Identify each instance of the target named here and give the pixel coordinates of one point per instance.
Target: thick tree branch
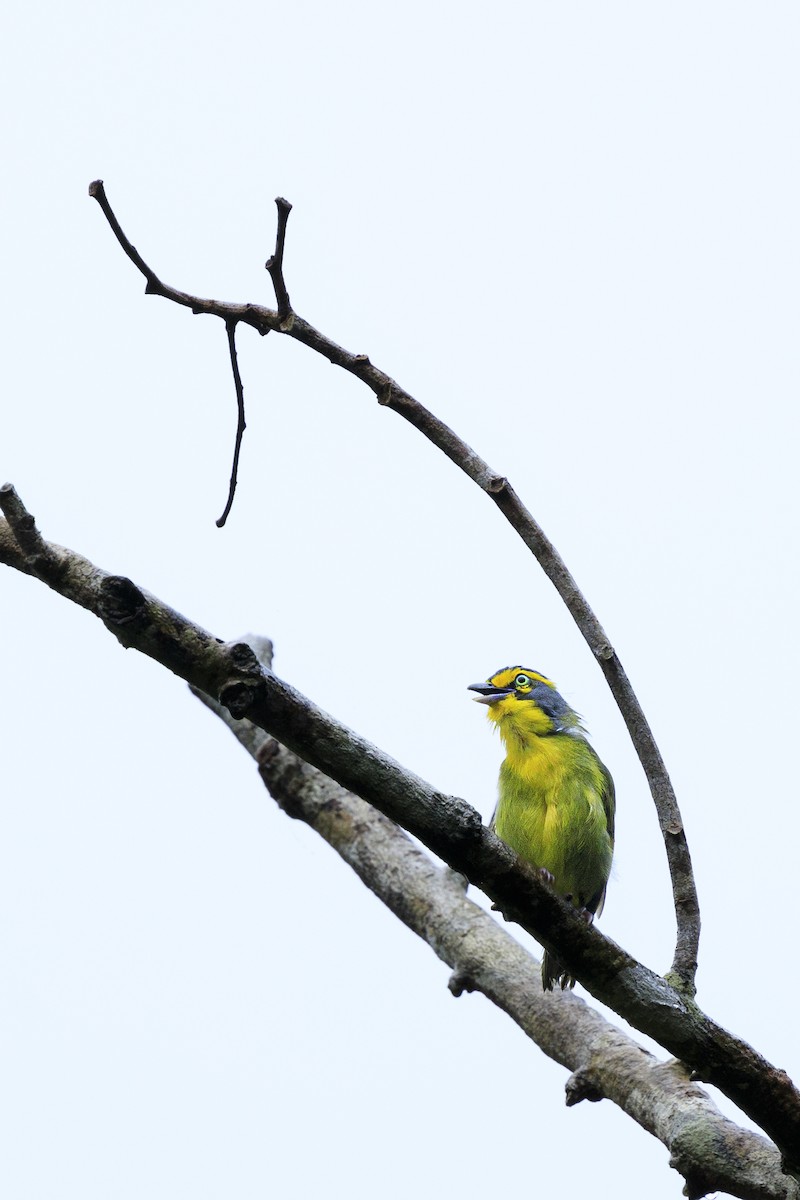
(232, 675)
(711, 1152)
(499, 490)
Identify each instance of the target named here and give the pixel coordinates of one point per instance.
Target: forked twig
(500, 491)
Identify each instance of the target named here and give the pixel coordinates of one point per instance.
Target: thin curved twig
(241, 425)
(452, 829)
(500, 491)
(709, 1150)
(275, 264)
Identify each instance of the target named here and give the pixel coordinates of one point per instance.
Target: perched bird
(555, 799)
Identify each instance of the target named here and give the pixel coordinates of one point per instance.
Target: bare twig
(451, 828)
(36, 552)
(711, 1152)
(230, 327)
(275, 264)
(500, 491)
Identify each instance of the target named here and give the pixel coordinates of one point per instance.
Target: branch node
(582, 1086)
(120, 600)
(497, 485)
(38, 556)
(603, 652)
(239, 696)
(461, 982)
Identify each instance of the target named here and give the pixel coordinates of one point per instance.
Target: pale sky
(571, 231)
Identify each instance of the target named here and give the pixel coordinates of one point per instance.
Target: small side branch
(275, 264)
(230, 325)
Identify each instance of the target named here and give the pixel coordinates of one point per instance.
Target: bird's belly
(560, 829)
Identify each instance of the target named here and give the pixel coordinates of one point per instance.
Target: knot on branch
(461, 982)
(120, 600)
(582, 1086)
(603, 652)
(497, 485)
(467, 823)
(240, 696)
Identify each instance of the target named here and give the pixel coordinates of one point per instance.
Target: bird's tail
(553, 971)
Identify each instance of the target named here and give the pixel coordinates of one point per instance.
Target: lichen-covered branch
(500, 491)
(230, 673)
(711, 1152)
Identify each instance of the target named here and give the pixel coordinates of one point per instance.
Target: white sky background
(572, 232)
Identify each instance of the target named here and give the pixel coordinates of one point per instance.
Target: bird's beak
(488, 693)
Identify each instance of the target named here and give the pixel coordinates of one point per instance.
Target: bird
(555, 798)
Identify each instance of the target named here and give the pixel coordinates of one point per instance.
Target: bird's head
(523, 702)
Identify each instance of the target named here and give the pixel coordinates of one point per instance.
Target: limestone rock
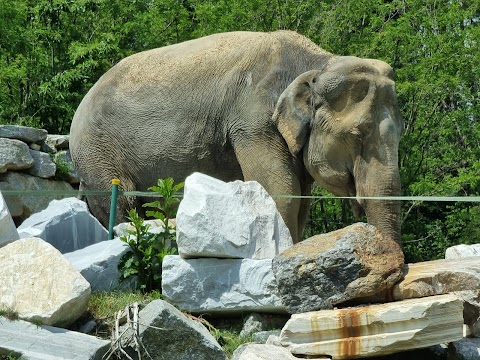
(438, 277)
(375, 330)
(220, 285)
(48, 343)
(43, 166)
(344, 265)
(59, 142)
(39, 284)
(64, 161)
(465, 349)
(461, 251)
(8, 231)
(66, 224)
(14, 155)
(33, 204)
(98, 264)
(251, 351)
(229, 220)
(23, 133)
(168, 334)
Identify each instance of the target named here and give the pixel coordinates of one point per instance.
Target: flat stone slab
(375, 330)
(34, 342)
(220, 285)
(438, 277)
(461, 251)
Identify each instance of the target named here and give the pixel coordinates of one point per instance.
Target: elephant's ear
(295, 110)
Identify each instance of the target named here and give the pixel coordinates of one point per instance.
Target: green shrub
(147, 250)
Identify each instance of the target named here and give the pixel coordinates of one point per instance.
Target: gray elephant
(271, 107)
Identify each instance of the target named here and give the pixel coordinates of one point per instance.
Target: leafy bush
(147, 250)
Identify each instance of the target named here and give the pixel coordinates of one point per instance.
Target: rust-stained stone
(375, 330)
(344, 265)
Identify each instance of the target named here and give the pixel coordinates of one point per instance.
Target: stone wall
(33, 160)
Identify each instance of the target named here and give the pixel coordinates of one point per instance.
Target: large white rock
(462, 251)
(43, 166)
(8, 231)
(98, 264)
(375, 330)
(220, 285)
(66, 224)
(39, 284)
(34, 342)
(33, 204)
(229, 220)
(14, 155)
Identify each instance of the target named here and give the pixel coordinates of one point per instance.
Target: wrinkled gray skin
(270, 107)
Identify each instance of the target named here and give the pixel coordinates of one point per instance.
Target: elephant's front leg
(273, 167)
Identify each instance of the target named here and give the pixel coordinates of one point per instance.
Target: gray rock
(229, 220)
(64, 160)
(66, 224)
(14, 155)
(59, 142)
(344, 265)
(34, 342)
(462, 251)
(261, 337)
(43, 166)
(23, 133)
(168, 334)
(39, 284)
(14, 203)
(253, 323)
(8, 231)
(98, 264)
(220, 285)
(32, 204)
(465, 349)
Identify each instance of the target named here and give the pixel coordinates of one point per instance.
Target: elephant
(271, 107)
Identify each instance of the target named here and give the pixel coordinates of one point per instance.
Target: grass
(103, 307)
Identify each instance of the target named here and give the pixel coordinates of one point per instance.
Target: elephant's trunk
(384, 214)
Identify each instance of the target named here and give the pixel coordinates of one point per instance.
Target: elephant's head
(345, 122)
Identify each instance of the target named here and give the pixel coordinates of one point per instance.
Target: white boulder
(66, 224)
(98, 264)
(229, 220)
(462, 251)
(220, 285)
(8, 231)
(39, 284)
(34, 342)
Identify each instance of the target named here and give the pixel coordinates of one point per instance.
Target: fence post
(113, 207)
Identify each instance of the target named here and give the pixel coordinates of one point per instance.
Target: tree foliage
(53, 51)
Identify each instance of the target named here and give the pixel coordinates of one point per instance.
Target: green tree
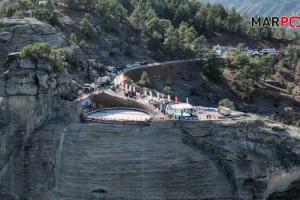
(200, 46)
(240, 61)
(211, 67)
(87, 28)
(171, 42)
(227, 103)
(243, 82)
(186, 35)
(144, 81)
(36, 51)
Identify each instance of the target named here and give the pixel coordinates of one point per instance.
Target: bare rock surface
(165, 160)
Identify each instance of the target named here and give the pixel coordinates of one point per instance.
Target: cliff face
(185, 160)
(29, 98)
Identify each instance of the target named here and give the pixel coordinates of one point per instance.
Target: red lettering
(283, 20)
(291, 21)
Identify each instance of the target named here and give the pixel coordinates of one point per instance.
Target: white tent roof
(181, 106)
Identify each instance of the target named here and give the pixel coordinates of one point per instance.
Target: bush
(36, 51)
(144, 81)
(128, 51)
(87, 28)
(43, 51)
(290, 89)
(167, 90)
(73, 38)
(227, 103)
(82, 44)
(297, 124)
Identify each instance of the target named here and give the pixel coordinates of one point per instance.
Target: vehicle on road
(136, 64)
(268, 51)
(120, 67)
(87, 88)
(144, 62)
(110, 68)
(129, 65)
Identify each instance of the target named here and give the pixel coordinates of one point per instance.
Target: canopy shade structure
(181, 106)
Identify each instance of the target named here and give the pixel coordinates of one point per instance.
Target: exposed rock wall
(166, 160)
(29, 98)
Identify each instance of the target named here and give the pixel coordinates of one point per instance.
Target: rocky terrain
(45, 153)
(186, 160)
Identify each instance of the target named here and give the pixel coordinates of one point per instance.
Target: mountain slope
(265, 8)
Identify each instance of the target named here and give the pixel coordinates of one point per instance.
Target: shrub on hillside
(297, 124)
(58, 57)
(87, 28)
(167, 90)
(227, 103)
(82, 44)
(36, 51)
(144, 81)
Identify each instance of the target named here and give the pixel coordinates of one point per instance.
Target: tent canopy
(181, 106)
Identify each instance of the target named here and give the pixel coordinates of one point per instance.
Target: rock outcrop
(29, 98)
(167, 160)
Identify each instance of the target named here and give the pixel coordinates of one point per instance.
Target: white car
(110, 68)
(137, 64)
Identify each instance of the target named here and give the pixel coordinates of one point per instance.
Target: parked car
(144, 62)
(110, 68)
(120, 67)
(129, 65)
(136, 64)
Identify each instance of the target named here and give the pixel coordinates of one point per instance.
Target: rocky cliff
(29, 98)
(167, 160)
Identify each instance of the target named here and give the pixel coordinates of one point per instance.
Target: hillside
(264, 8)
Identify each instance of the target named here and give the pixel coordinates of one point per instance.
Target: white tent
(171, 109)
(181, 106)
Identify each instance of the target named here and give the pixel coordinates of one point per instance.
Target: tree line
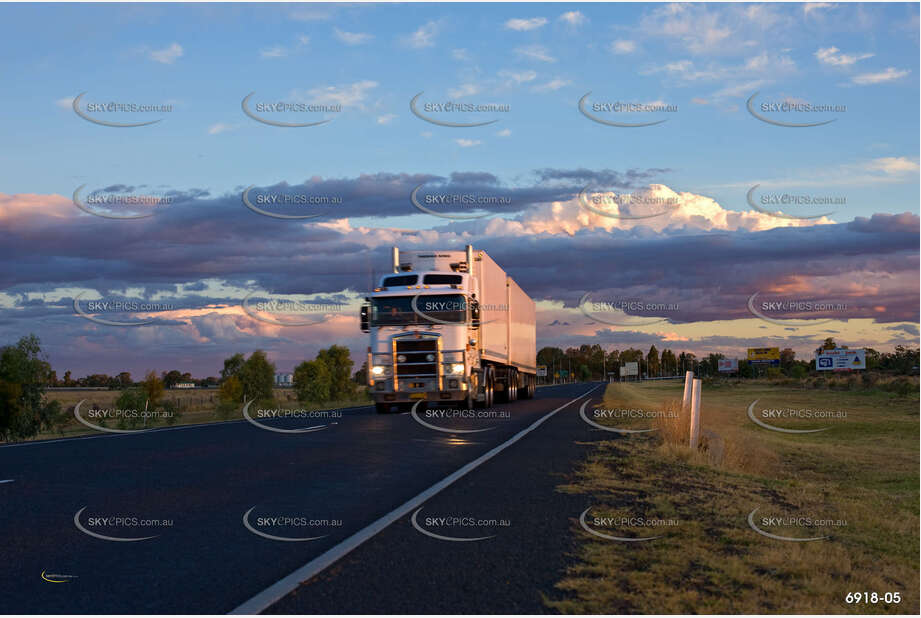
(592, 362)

> _ACTION ITEM_
Copy the data precisely. Skip every picture.

> _RESPONSE TO THIS EXERCISE_
Identify each instance of the target named here and give the pixel coordinates of one point per instance.
Target: thick tree branch
(232, 675)
(711, 1152)
(499, 490)
Identify each instance of the target named here and give the pixel coordinates of one point per instance.
Target: forked twig
(500, 491)
Identify each instance of the target named here and give the pixel coordinates of one point per instance.
Target: thin curved twig
(241, 425)
(452, 829)
(500, 491)
(709, 1150)
(275, 264)
Identify each instance of the target named here and give the pixel coordinates of one point per instance.
Target: perched bird
(555, 799)
Identify each instance of the target named here and give the pixel coordinates of one point per instance.
Target: bare twig
(451, 828)
(36, 552)
(711, 1152)
(230, 327)
(275, 264)
(500, 491)
Identify each instance of the target named here and give the pixel coordinates of one point per instance.
Target: branch node
(582, 1086)
(120, 600)
(497, 485)
(38, 556)
(603, 652)
(239, 696)
(461, 982)
Identify each instance of the target named here and give the pixel coordinates of one point per instance.
Target: pale sky
(571, 231)
Identify each instance of the target named here and give the pixel coordinates of one point per instance.
Target: small side branch
(275, 264)
(230, 325)
Identify each instance of the target named here and give the pixel coordinates of one point per instance.
Target: bird's belly
(560, 829)
Identify each instance of the target named here and give the pixel coordinates of one point per instance.
Target: knot on branch
(461, 982)
(120, 600)
(582, 1086)
(603, 652)
(497, 485)
(467, 823)
(240, 696)
Identify each instance of the target named here and give the pixel coordinates of one point per instance.
Target: bird's tail
(553, 971)
Identify each instance of the target named here and give the pixel coordinates of one point per instance.
Target: lichen-covered branch
(500, 491)
(230, 673)
(711, 1152)
Identify each instance of the target named here and give the pixel coordinates of one point per instance.
Target: white sky background
(572, 232)
Identify each instance of the target named here and give the pixel coordinates of one point per instance.
Target: bird's beak
(488, 693)
Identify each instance of the target named here and give the pixel coordinates of one point per instance.
Target: bird
(555, 798)
Identify each instance of the target named here and give the pixel coordinates of one point per instance.
Target: bird's head
(523, 702)
Identify each instance of the target named here and give the pixel coordinates of one point per instance.
Target: limestone rock
(438, 277)
(375, 330)
(220, 285)
(48, 343)
(43, 166)
(344, 265)
(59, 142)
(39, 284)
(64, 161)
(465, 349)
(461, 251)
(8, 231)
(66, 224)
(14, 155)
(33, 204)
(98, 264)
(251, 351)
(229, 220)
(23, 133)
(168, 334)
Identify each instance of the target named here and give the pixel coordinates of one point per instance.
Target: flat stone slab
(375, 330)
(34, 342)
(220, 285)
(438, 277)
(461, 251)
Identify each instance of the target named here and give the pixel coordinates of one point per instance.
Target: elephant's ear
(295, 110)
Identify each instance of the target named here and give the pixel coordinates of one point per instance.
Target: green shrub
(147, 250)
Identify each instance of the target named here and give the pixel coordinates of one point per instance.
Target: gray elephant
(271, 107)
Identify each instance of the target named here and give the pixel coordinates of one point per instance.
Target: leafy bush
(147, 250)
Identify each instance of the target named here and give the pixel coordinates of one point per instance.
Target: rust-stained stone
(375, 330)
(344, 265)
Identify each instance of the target named here and give the pixel coordinates of one point per instance.
Target: stone wall
(33, 160)
Identify each instance of the target named here and give the pixel coordinates of one point per instance.
Target: large white rock
(462, 251)
(43, 166)
(8, 231)
(98, 264)
(375, 330)
(220, 285)
(66, 224)
(39, 284)
(34, 342)
(33, 204)
(229, 220)
(14, 155)
Identify each instance of the target named here and give the pixel coordinates of one point per instance.
Target: wrinkled gray skin
(270, 107)
Identify each instance of the target named here and give the pixel coordinates of one point per instance.
Target: elephant's front leg
(273, 167)
Identify each instance of the target named here and give the pixel coordinates of one point per instance.
Target: gray rock
(229, 220)
(64, 160)
(66, 224)
(14, 155)
(59, 142)
(344, 265)
(34, 342)
(462, 251)
(261, 337)
(43, 166)
(23, 133)
(168, 334)
(39, 284)
(14, 203)
(253, 323)
(8, 231)
(98, 264)
(220, 285)
(32, 204)
(465, 349)
Identify each instance of the target named here and give the pixel coordinates of one point per instance.
Target: elephant
(271, 107)
Identify each instance of the target named here and give the pixel coordinates of one point per instance.
Target: grass
(103, 307)
Identify each instance of the target named here and give the pixel coordinates of one point per instance.
Target: elephant's trunk
(384, 214)
Identify each instance of the target named here and give the pixel coordinates of one point per instance.
Target: elephant's head
(345, 122)
Identify each instance of the target named here and give the pixel coordinates of one point per instance.
Target: white boulder
(66, 224)
(98, 264)
(229, 220)
(462, 251)
(220, 285)
(8, 231)
(39, 284)
(34, 342)
Identify each instance of the target named here and give the pixel coordinates of one point per instance.
Target: fence post
(113, 207)
Identify each instance of the target named here and give the pixel coordinates of one point per instance.
Target: tree foliage
(53, 51)
Identify each instance of the target named here and give the pixel coordinates of one point per instance.
Target: green tree
(200, 46)
(240, 61)
(211, 67)
(87, 28)
(171, 42)
(227, 103)
(243, 82)
(186, 35)
(144, 81)
(36, 51)
Identify each instance of the target named here and give the pixel coordinates of one point per instance.
Target: bare rock surface
(165, 160)
Identify each instance of the target named here and give the pixel coordinates of one point per instance.
Target: cliff face
(185, 160)
(29, 98)
Identify each instance of the target named here and give the pixel coordinates of one point per instance.
Target: red lettering
(283, 20)
(291, 21)
Identify each instance of the target named here and give the pixel coordinates of one point per instance.
Target: white tent roof
(181, 106)
Identify each instance of the target named here and give the pixel coordinates of one point per instance.
Target: bush
(36, 51)
(144, 81)
(128, 51)
(87, 28)
(43, 51)
(290, 89)
(167, 90)
(73, 38)
(227, 103)
(82, 44)
(297, 124)
Identify each instance of the target named here and give the pixel coordinates of one point per instance.
Target: vehicle on road
(136, 64)
(268, 51)
(120, 67)
(87, 88)
(144, 62)
(110, 68)
(129, 65)
Identify each instance of the target named here and give the pixel coordinates of one point per instance.
Target: canopy shade structure
(181, 106)
Identify each instance of the target named here and give the pixel coordinates of one point per instance.
Target: exposed rock wall
(166, 160)
(29, 98)
Identify each instance of the target named here and give the pixel coordinates of one point per instance.
Target: rocky terrain
(45, 153)
(186, 160)
Identify each instance of the target named here and give the pixel coordinates of one point per instance.
Target: mountain slope
(265, 8)
Identify each instance of the target named here and give the pixel coordinates of one point per instance.
Target: shrub on hillside
(297, 124)
(58, 57)
(87, 28)
(167, 90)
(227, 103)
(82, 44)
(36, 51)
(144, 81)
Identify each instance of the target named here and give the pixel coordinates of one point per instance.
Target: tent canopy
(181, 106)
Identify each instance of the target named here and give the pixel coordinates of one point per instance.
Target: rock outcrop
(29, 98)
(167, 160)
Identify each instance of the target named here and give the pixel coordinates of one point per instance.
Target: white car
(110, 68)
(137, 64)
Identify each instance of the target named here and give the pixel coordinates of one point per instance.
Target: parked car
(144, 62)
(110, 68)
(120, 67)
(129, 65)
(136, 64)
Identify each instance of the target named here and give the pixel coordinates of one point per instance.
Target: rocky cliff
(29, 98)
(167, 160)
Identify each instance of the target named here and give the pixel coordinates of one point per instance.
Target: hillside
(264, 8)
Identify each instance of the target named here and give the pixel coordinates of one point per instance.
Target: white tent
(171, 109)
(181, 106)
Identify each instance of the target named here and give the pixel coordinates of one point per instance.
Target: tree line
(592, 362)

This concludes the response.